• **WORK INSTRUCTIONS**
For the records below, work out the number of lines holding "vegetation" and reply with only that.

• **STUDY MATERIAL**
◇ ◇ ◇ ◇ ◇ ◇ ◇

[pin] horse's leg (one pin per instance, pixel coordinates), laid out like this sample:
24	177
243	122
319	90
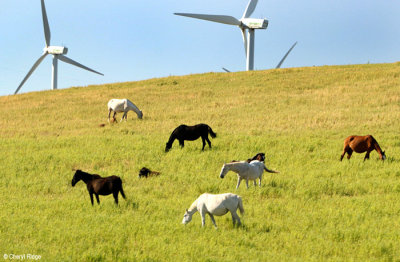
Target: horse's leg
115	194
208	141
349	152
203	216
213	220
123	116
345	150
109	113
367	155
91	197
235	217
239	180
97	198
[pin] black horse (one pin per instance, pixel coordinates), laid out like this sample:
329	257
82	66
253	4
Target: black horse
145	172
259	156
184	132
98	185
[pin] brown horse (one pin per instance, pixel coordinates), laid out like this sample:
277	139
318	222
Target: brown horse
361	144
98	185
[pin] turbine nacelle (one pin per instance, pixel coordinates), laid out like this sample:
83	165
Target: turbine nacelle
254	23
56	50
58	53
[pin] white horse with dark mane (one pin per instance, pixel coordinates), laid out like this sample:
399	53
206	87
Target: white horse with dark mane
217	205
122	105
245	170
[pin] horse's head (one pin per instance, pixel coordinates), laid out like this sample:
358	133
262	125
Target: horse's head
260	157
224	170
383	156
168	146
77	177
187	217
144	172
140	115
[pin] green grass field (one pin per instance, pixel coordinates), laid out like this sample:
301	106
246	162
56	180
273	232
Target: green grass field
316	209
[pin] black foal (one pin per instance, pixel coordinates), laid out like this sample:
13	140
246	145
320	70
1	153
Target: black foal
98	185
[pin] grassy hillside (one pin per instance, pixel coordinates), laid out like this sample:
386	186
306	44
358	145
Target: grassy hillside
317	208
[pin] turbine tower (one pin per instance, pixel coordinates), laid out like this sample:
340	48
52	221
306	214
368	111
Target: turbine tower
58	53
245	24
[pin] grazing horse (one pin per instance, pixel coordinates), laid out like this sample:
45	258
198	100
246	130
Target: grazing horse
361	144
217	205
248	171
145	172
122	105
98	185
259	156
184	132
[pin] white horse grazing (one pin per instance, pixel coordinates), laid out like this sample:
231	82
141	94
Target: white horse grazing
217	205
122	105
245	170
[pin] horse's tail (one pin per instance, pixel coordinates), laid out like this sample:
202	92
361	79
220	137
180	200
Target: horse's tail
121	190
212	134
240	205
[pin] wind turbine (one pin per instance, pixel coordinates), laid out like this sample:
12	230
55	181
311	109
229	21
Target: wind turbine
245	24
287	53
58	53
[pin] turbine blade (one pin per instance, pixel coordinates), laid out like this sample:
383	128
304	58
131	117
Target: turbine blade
223	19
283	59
46	27
72	62
35	65
244	40
250	8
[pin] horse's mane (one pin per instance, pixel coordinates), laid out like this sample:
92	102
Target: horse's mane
133	106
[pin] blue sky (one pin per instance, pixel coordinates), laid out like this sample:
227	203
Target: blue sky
136	40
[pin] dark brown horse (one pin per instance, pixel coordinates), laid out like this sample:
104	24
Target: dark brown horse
98	185
184	132
361	144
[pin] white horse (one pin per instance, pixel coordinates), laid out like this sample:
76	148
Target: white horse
122	105
217	205
245	170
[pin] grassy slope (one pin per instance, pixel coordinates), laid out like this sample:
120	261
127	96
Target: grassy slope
317	208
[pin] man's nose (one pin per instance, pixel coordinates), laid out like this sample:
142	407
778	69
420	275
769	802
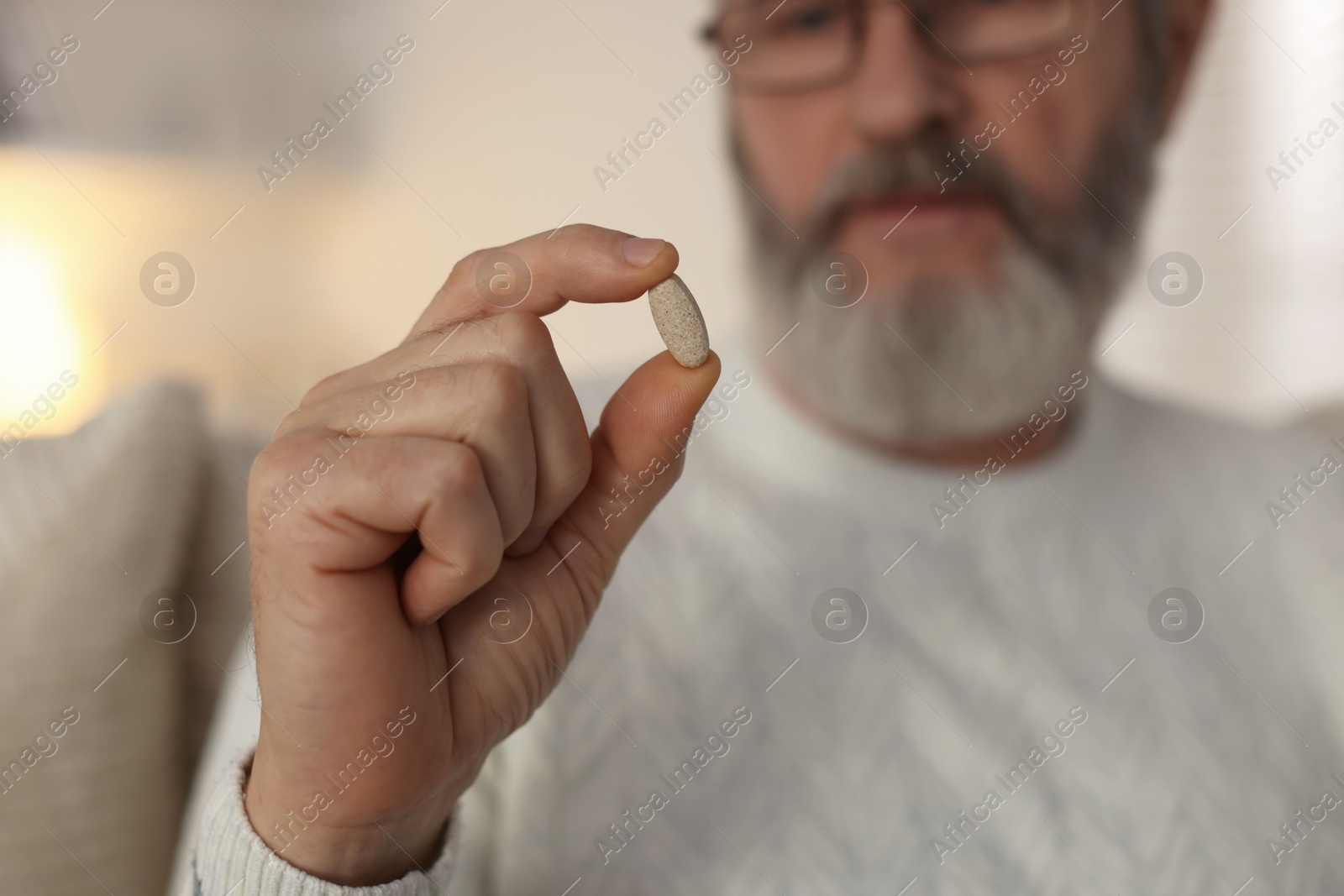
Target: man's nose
900	89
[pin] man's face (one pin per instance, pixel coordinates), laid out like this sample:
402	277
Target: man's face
988	269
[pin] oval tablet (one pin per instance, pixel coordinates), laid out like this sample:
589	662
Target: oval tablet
680	322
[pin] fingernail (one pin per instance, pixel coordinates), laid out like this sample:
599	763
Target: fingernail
640	251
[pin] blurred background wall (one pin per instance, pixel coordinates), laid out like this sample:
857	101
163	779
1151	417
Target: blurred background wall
151	137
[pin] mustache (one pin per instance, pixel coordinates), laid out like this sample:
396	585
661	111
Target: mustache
925	163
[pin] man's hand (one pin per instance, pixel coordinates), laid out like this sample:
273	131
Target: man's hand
417	591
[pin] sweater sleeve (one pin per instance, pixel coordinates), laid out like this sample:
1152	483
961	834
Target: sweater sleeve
232	859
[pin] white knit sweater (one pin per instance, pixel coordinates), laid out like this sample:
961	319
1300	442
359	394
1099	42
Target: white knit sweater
1005	721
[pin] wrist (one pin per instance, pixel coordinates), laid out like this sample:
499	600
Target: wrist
297	829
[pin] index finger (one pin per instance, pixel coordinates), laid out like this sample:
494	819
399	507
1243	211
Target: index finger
539	273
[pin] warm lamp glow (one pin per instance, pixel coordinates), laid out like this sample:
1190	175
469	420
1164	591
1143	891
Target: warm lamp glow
38	338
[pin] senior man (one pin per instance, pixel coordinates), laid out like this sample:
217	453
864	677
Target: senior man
933	609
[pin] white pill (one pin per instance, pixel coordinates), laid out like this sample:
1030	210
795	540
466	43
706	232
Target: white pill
680	322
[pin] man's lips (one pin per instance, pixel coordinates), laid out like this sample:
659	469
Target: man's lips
921	208
931	199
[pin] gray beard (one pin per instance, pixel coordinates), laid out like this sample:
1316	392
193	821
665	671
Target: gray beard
936	362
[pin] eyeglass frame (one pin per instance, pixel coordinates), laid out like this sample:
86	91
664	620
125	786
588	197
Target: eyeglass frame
712	33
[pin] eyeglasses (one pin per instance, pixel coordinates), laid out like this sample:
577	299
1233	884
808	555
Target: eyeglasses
803	45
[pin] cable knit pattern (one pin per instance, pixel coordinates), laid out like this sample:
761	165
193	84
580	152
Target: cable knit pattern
233	860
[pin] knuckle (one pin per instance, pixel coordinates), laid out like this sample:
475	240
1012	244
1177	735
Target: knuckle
580	233
497	385
324	387
464	271
524	336
454	470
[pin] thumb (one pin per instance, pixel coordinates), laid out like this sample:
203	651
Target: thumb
638	450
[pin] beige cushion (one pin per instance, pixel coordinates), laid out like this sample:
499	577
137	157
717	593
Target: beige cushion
140	499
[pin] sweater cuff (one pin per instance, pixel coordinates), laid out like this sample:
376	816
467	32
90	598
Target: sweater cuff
233	860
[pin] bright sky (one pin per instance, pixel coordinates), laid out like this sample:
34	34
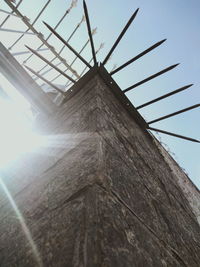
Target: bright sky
176	20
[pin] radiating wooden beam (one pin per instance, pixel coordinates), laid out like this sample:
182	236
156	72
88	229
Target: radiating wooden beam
137	57
35	20
50	64
9	13
174	113
173	134
73	4
15	31
150	78
45	80
164	96
69	46
89	32
40	36
12	12
62	48
120	36
28	52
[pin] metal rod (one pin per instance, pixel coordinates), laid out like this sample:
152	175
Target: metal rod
150	77
175	113
164	96
97	51
28	52
84	46
173	134
69	46
69	38
73	4
40	36
53	66
48	70
45	80
10	14
40	13
120	36
14	31
138	56
89	32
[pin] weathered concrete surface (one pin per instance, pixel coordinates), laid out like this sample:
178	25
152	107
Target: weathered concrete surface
100	194
191	192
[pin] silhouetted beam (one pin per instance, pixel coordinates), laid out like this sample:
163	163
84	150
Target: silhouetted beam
97	51
175	113
28	52
150	78
69	38
45	80
164	96
50	64
120	36
173	134
12	12
35	20
73	4
69	46
138	56
14	31
89	32
70	64
40	36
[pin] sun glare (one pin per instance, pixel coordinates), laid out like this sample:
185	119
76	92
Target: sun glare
16	135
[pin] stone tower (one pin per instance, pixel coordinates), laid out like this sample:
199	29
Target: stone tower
100	194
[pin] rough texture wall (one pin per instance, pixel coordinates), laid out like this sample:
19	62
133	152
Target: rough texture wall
100	194
191	192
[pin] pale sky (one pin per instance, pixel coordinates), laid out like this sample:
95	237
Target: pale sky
176	20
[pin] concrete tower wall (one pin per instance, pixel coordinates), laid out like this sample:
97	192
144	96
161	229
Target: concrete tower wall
101	194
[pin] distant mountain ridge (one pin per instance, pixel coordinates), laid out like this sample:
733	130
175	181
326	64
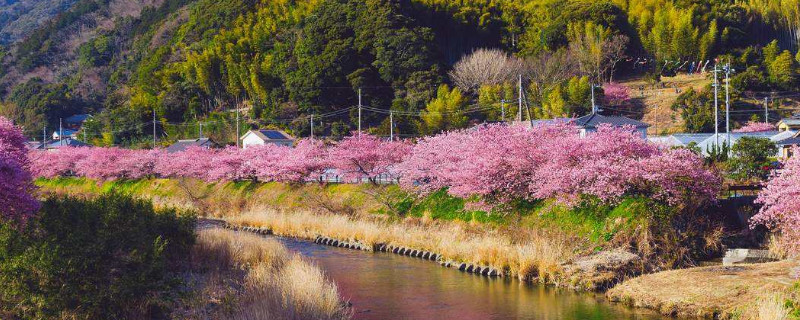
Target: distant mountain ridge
18	17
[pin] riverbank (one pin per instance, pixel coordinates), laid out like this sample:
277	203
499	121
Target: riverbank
736	292
588	248
236	275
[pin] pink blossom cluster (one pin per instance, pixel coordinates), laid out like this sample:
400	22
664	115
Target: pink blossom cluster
755	126
499	162
781	203
17	202
365	157
494	163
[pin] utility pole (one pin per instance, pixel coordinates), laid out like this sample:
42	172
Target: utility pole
519	114
728	107
391	125
503	110
716	110
237	125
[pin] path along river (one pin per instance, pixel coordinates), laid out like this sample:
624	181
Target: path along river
389	286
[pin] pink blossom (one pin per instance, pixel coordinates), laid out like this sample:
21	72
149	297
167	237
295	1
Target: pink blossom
17	202
366	156
752	126
781	203
552	161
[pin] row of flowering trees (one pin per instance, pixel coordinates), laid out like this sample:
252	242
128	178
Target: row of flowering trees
494	163
17	202
781	203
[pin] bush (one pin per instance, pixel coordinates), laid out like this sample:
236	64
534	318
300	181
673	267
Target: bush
91	259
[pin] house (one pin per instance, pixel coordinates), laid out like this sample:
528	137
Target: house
706	142
66	142
35	145
67	133
589	123
264	137
792	123
182	145
76	121
786	146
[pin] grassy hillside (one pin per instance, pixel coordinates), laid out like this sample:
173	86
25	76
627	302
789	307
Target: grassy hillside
281	61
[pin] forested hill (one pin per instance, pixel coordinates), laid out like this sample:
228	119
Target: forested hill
283	60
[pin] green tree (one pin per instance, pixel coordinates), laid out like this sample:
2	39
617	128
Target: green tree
781	70
696	109
445	111
751	158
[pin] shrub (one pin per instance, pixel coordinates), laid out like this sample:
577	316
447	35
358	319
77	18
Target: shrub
781	208
90	259
16	200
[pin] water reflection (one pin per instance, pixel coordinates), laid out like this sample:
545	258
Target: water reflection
388	286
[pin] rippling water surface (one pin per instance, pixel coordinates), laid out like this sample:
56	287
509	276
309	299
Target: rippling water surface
389	286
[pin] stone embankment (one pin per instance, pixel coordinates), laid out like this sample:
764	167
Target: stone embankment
478	269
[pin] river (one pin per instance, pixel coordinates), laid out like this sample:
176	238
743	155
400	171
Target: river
389	286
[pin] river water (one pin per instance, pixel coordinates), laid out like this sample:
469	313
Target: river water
388	286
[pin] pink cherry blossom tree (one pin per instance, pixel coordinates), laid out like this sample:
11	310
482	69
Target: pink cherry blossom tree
17	202
754	126
781	203
366	157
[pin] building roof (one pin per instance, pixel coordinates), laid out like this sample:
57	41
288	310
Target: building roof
267	135
77	119
595	119
794	141
33	145
67	132
68	142
182	145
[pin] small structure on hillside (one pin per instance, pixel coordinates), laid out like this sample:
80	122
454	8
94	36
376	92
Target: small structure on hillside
706	142
67	134
182	145
790	124
263	137
64	143
75	122
786	146
589	123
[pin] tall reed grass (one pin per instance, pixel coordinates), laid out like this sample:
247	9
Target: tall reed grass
275	284
531	254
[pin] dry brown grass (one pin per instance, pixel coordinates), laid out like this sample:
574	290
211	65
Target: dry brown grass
245	276
527	254
772	307
658	101
707	291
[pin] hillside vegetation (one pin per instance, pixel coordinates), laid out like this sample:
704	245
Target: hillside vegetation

◇ ◇ ◇ ◇ ◇ ◇ ◇

• **EXERCISE RESPONSE**
2